- [AIM OF THE EXERCISE] Can you output the records below exactly as they are written?

* BEGIN *

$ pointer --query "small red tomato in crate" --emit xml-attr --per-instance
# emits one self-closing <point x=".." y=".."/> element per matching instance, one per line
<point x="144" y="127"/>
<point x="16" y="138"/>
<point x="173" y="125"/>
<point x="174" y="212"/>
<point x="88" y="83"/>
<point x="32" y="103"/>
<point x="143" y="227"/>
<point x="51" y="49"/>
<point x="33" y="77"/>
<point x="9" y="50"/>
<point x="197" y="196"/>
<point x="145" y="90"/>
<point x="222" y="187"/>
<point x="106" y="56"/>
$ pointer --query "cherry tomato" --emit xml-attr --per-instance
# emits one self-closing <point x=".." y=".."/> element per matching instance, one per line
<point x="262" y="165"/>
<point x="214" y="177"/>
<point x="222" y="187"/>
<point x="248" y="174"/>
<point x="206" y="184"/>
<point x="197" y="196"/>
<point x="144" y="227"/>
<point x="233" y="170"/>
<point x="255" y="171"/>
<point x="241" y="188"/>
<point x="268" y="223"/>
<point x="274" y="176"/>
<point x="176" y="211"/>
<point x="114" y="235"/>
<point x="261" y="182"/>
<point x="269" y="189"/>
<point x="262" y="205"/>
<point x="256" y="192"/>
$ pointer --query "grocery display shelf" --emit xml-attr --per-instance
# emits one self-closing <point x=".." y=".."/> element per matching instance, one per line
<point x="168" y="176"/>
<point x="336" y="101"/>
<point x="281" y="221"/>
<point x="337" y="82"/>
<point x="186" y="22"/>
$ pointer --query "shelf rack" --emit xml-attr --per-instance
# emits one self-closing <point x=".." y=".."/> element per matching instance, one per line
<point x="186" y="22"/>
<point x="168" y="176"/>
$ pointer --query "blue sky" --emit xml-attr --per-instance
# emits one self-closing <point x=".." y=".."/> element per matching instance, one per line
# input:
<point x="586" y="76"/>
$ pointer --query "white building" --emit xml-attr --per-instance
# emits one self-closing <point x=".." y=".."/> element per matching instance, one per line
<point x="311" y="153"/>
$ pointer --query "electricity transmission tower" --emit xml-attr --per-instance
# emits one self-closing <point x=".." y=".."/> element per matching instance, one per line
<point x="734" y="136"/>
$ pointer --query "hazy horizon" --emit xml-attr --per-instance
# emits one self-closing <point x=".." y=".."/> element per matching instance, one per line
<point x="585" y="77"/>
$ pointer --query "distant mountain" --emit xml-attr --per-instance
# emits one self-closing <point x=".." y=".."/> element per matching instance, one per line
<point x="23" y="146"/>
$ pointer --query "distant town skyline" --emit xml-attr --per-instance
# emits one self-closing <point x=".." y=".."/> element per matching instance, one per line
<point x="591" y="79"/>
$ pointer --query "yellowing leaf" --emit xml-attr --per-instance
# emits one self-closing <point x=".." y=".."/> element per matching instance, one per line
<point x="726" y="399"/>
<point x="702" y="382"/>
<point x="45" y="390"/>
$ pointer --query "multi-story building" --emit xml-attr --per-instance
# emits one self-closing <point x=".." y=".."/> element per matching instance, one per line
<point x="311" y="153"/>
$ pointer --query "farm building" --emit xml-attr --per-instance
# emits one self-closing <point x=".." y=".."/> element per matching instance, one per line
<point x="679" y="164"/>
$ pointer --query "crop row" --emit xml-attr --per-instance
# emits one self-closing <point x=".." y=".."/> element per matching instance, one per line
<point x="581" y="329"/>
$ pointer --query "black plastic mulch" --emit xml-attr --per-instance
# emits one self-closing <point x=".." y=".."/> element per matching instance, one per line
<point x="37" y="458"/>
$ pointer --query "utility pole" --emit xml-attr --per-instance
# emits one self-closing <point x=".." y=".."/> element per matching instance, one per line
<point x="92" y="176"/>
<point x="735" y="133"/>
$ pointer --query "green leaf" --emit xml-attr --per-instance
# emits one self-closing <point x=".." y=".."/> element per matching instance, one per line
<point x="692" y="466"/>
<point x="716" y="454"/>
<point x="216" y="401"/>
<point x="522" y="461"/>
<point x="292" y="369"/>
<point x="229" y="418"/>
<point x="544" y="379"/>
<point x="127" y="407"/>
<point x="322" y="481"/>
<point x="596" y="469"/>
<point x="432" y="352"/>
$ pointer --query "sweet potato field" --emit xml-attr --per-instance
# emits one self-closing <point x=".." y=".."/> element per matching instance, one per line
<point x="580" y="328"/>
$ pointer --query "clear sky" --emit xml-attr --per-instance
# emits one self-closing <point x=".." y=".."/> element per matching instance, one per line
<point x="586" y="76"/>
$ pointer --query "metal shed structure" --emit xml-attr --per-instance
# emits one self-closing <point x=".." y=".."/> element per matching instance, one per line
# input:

* END *

- [CORRECT ANSWER]
$ pointer --query "small red tomato in crate" --emit xml-attr --per-instance
# emits one self-closing <point x=".." y=".."/> element per matching instance, one per line
<point x="144" y="127"/>
<point x="16" y="138"/>
<point x="173" y="125"/>
<point x="174" y="212"/>
<point x="88" y="83"/>
<point x="32" y="103"/>
<point x="143" y="227"/>
<point x="51" y="49"/>
<point x="33" y="77"/>
<point x="9" y="50"/>
<point x="197" y="196"/>
<point x="145" y="90"/>
<point x="222" y="187"/>
<point x="106" y="56"/>
$ pointer --query "cherry tomato" --emit xml-attr --per-instance
# emits one self-closing <point x=".." y=".."/> element per matching instance, one per line
<point x="262" y="165"/>
<point x="214" y="177"/>
<point x="222" y="187"/>
<point x="248" y="174"/>
<point x="206" y="184"/>
<point x="197" y="196"/>
<point x="144" y="227"/>
<point x="233" y="170"/>
<point x="255" y="171"/>
<point x="241" y="188"/>
<point x="268" y="223"/>
<point x="274" y="176"/>
<point x="176" y="211"/>
<point x="114" y="235"/>
<point x="261" y="182"/>
<point x="269" y="189"/>
<point x="262" y="205"/>
<point x="256" y="192"/>
$ pointer --query "grocery display shelf" --emit xml-attr --per-instance
# emits one self-closing <point x=".." y=".."/> element per matching instance, one per line
<point x="168" y="176"/>
<point x="336" y="101"/>
<point x="281" y="221"/>
<point x="337" y="82"/>
<point x="186" y="22"/>
$ pointer --query "shelf rack" --emit xml-attr --per-instance
# emits one self-closing <point x=".." y=".."/> element per matching instance, one per line
<point x="186" y="22"/>
<point x="168" y="176"/>
$ pointer --query "blue sky" --emit xml-attr --per-instance
# emits one self-closing <point x=".." y=".."/> element per matching instance, one per line
# input:
<point x="586" y="76"/>
$ pointer --query "white building" --emit xml-attr --per-instance
# emits one self-closing <point x=".." y=".."/> element per matching instance, one per line
<point x="311" y="153"/>
$ pointer --query "electricity transmission tower" --emit xml-attr --per-instance
# emits one self-closing <point x=".." y=".."/> element per matching instance, one per line
<point x="734" y="136"/>
$ pointer --query "hazy horizon" --emit xml-attr --per-instance
# emits one self-closing <point x=".." y=".."/> element per matching instance, one per line
<point x="585" y="77"/>
$ pointer --query "distant mountain" --emit xml-attr --per-instance
# emits one self-closing <point x=".." y=".."/> element per matching instance, one per line
<point x="23" y="146"/>
$ pointer --query "distant town skyline" --emit xml-attr --per-instance
# emits one self-closing <point x=".." y=".."/> element per matching instance, one per line
<point x="591" y="79"/>
$ pointer --query "yellowing leaf" --emit xml-attr --per-instance
# emits one self-closing <point x=".." y=".."/> element per matching instance, one per line
<point x="726" y="399"/>
<point x="702" y="382"/>
<point x="45" y="390"/>
$ pointer --query "multi-story building" --emit xml-attr --per-instance
# emits one self-closing <point x=".." y=".."/> element per matching instance, one per line
<point x="311" y="153"/>
$ pointer --query "farm building" --emit xml-attr --per-instance
# emits one self-closing <point x=".." y=".."/> element per matching instance, one per line
<point x="679" y="164"/>
$ pointer --query "crop row" --emit xml-attr --per-instance
# emits one self-closing <point x=".." y=".."/> element per matching instance, one per line
<point x="581" y="329"/>
$ pointer --query "black plastic mulch" --emit xml-attr --per-instance
# emits one self-closing <point x=".." y=".."/> element per matching instance, one per line
<point x="37" y="458"/>
$ pointer --query "utility pole" --emit xml-attr --per-instance
# emits one self-closing <point x=".." y=".."/> element per matching instance, one per line
<point x="92" y="176"/>
<point x="735" y="133"/>
$ pointer --query "green leaf" --emit xml-attr --per-instance
# emits one self-closing <point x=".." y=".."/> element per matching instance, one per line
<point x="692" y="466"/>
<point x="716" y="454"/>
<point x="216" y="401"/>
<point x="522" y="461"/>
<point x="292" y="369"/>
<point x="229" y="418"/>
<point x="544" y="379"/>
<point x="127" y="407"/>
<point x="322" y="481"/>
<point x="596" y="469"/>
<point x="432" y="352"/>
$ pointer --query "sweet potato field" --emit xml-attr --per-instance
# emits one self-closing <point x=".." y=".."/> element per matching instance, one per line
<point x="580" y="328"/>
$ pointer --query "clear sky" --emit xml-attr --per-instance
# emits one self-closing <point x=".." y=".."/> element per matching instance, one per line
<point x="586" y="76"/>
$ pointer --query "metal shed structure" --emit xml-attr --per-instance
# emits one self-closing <point x=".." y=".."/> element per matching instance, one per line
# input:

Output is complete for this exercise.